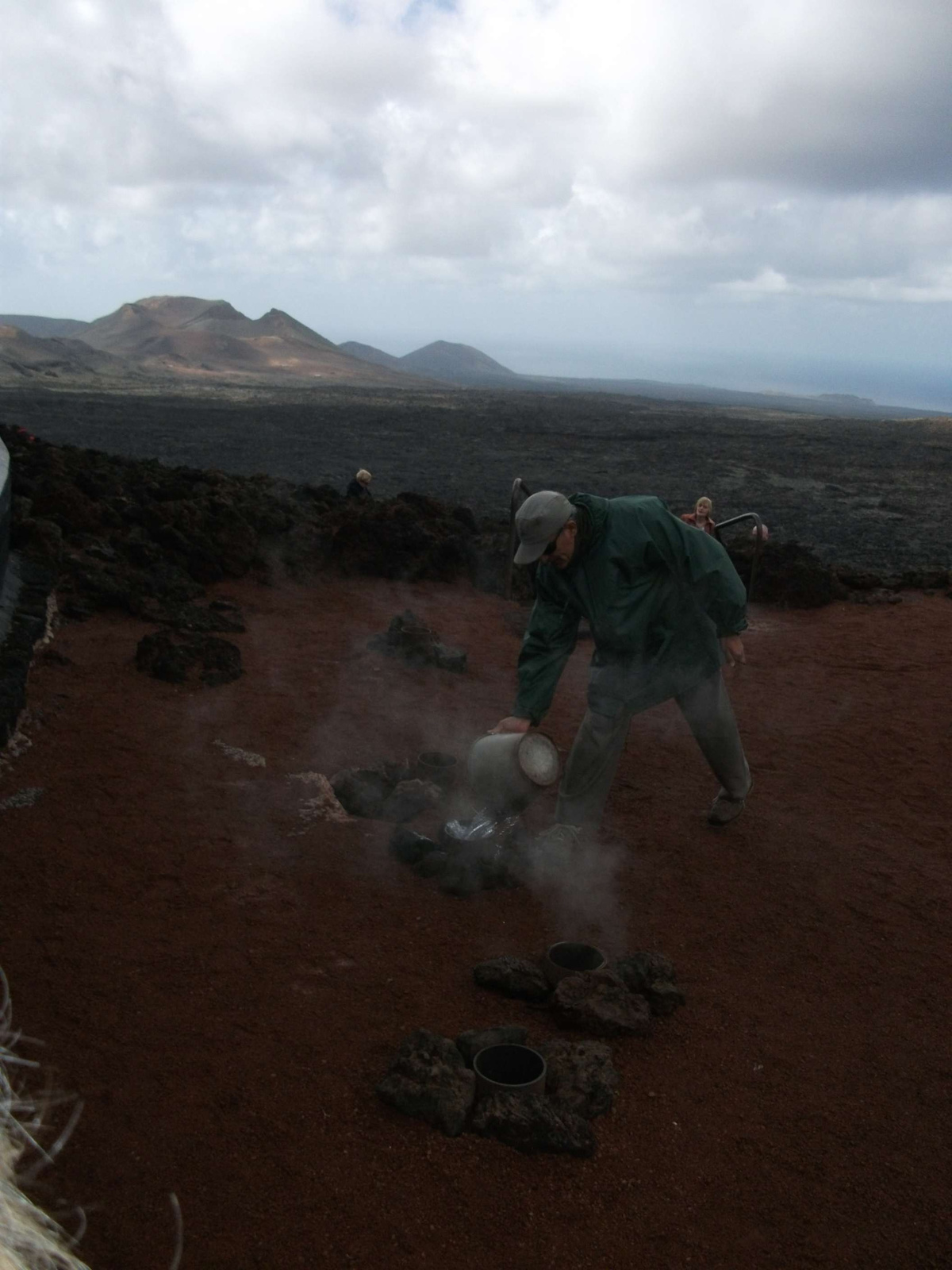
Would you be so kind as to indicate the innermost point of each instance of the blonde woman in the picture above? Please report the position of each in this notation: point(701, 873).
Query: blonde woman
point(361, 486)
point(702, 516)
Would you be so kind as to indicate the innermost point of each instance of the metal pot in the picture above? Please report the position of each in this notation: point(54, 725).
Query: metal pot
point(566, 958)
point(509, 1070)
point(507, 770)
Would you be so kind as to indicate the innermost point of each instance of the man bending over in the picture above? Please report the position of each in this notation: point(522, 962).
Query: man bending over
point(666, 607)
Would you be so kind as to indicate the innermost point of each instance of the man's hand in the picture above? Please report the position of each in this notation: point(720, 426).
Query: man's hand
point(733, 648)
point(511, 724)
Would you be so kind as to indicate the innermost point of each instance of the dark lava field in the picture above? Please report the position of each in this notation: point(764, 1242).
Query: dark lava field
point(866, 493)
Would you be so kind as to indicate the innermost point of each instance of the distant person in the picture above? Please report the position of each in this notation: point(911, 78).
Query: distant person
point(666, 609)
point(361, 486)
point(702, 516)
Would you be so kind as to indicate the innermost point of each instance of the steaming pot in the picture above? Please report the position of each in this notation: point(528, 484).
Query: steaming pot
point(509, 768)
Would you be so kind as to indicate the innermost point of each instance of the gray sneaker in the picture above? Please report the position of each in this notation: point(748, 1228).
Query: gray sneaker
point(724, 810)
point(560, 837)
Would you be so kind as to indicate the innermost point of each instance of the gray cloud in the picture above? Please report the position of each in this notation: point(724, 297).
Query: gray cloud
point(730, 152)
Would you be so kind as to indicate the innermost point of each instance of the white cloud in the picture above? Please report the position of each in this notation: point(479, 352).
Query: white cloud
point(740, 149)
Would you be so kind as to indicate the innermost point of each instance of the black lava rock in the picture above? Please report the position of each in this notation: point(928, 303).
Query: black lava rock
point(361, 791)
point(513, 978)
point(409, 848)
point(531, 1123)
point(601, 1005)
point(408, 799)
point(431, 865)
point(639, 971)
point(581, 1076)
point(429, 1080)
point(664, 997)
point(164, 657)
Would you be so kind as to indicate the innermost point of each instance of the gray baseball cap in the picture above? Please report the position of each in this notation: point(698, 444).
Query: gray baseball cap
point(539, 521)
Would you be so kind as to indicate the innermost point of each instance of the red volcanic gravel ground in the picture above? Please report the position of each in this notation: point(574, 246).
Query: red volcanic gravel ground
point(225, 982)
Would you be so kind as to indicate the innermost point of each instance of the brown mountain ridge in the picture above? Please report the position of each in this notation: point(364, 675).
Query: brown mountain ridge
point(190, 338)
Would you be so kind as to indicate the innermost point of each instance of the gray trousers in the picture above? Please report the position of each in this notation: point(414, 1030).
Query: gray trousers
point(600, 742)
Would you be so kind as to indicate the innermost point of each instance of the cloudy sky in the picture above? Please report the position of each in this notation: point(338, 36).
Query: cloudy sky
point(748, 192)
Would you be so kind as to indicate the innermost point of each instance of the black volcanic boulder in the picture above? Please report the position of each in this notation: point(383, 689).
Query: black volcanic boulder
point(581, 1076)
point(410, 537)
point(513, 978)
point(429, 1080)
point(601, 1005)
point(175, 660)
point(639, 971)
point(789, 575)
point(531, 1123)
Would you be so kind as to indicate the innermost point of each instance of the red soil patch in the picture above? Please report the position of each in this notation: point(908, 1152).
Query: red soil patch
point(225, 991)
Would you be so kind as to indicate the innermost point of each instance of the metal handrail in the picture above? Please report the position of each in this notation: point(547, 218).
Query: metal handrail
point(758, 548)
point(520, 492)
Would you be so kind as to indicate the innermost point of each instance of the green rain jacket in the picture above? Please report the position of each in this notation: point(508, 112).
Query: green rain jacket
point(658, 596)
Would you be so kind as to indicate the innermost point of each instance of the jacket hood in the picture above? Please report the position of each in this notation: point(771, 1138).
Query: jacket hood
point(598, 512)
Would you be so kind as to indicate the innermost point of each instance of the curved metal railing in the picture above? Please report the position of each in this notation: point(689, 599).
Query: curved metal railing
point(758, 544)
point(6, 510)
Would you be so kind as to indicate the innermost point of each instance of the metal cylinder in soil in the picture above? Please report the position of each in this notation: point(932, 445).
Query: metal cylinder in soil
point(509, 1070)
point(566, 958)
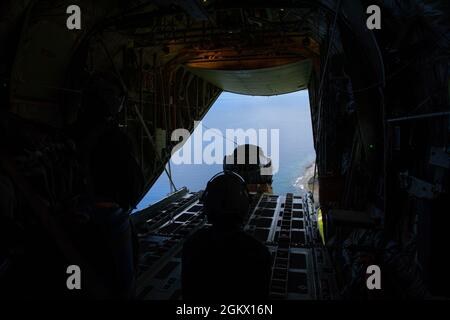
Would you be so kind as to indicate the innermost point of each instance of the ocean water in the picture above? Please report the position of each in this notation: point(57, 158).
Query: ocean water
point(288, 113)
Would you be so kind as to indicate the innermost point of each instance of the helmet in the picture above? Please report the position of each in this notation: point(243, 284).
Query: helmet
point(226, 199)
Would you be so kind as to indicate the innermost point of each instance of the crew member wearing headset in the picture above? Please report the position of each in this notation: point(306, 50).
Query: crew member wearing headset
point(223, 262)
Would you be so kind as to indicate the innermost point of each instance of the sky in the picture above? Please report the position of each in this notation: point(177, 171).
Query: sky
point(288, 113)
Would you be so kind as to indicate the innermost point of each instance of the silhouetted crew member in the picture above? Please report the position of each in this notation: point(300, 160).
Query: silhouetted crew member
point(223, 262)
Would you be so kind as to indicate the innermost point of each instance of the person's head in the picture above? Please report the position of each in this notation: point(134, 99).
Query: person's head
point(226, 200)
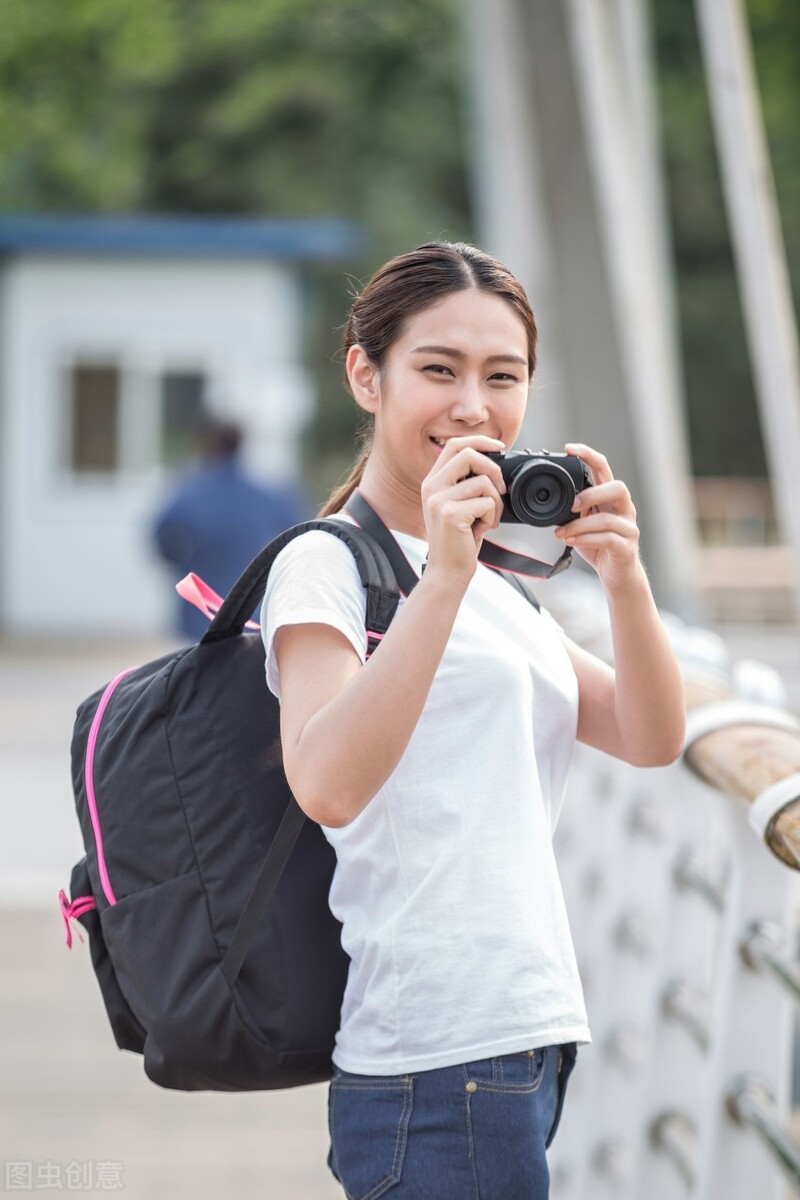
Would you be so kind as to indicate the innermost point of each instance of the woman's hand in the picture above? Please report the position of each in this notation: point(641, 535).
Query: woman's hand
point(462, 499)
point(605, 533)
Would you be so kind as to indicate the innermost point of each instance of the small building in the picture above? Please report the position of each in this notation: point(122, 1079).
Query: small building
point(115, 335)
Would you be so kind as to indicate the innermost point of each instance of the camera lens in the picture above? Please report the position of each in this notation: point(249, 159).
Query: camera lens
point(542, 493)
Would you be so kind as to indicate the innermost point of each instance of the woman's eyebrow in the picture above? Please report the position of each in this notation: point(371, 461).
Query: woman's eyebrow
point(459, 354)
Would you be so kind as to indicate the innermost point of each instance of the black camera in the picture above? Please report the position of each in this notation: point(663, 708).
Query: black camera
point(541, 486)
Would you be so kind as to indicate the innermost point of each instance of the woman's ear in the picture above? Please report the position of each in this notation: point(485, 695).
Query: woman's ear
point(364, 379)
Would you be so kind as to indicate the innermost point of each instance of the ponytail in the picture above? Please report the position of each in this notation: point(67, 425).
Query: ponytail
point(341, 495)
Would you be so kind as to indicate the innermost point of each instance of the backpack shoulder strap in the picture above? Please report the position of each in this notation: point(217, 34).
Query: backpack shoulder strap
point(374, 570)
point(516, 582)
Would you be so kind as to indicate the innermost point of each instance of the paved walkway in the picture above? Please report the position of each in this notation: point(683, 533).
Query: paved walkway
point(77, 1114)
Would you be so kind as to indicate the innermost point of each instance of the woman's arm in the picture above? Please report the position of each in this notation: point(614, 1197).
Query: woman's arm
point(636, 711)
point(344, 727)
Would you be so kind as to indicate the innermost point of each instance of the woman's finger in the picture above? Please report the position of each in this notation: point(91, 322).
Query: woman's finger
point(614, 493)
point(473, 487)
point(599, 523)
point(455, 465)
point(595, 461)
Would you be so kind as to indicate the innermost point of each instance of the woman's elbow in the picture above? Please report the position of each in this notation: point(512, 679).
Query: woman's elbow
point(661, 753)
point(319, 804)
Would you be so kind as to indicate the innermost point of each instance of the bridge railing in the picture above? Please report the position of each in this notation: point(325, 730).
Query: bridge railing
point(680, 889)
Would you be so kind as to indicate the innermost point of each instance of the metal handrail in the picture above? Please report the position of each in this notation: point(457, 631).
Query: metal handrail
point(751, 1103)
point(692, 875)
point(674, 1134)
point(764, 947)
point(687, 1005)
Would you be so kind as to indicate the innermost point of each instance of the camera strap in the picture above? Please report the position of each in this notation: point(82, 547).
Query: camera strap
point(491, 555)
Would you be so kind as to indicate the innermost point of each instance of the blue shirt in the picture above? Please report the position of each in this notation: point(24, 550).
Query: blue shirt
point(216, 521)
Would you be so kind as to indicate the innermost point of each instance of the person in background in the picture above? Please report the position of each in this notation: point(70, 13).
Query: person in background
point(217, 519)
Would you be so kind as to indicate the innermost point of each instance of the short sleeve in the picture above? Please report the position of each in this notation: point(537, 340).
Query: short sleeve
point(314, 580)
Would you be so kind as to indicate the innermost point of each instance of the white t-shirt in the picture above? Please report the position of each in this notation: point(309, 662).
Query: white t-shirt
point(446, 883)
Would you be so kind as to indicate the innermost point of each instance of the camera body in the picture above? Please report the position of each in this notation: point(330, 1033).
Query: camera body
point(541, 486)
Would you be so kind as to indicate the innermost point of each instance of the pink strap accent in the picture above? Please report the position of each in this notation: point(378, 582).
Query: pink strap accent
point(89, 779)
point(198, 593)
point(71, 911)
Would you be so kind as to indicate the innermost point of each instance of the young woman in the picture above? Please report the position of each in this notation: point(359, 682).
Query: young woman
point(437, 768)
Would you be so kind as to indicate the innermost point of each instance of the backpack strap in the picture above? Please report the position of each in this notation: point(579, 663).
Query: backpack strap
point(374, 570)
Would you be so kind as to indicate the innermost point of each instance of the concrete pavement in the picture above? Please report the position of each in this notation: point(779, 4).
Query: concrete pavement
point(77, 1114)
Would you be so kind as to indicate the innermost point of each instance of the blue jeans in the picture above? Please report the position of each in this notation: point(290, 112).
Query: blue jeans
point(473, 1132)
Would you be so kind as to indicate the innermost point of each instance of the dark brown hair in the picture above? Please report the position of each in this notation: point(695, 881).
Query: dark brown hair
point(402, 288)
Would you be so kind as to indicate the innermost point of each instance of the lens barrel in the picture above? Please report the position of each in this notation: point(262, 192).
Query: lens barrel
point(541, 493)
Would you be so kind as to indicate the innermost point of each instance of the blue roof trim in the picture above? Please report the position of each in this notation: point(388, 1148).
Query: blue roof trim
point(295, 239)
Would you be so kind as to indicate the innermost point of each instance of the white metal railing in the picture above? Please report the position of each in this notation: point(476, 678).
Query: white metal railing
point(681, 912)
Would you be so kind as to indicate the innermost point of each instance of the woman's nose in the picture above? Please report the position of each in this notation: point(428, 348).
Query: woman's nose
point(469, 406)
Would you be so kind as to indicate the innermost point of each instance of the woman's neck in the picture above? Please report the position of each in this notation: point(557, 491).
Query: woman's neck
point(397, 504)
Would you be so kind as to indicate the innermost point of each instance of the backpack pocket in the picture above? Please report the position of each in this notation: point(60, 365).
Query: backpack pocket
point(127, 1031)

### Given task
Reproduce everything from the line containing "notation: point(309, 662)." down to the line containing "point(71, 911)", substituting "pink strap detail" for "pink strap accent" and leaving all else unchanged.

### Finished exercise
Would you be so kind as to indicate the innermost point of each instance of the white t-shirt in the picture above? Please report the position of each in this notation: point(309, 662).
Query: white t-shirt
point(446, 883)
Would you be so kind as to indicate the innermost point of each instance of the camera body in the picture above? Please report the position of each in this notation: point(330, 1033).
Query: camera body
point(541, 486)
Would you be so kind as to indicate the innermost point of each instance of the pink strap detail in the picture above? Please report the position of each in this notation: point(378, 582).
Query: pink strap detail
point(89, 779)
point(198, 593)
point(71, 911)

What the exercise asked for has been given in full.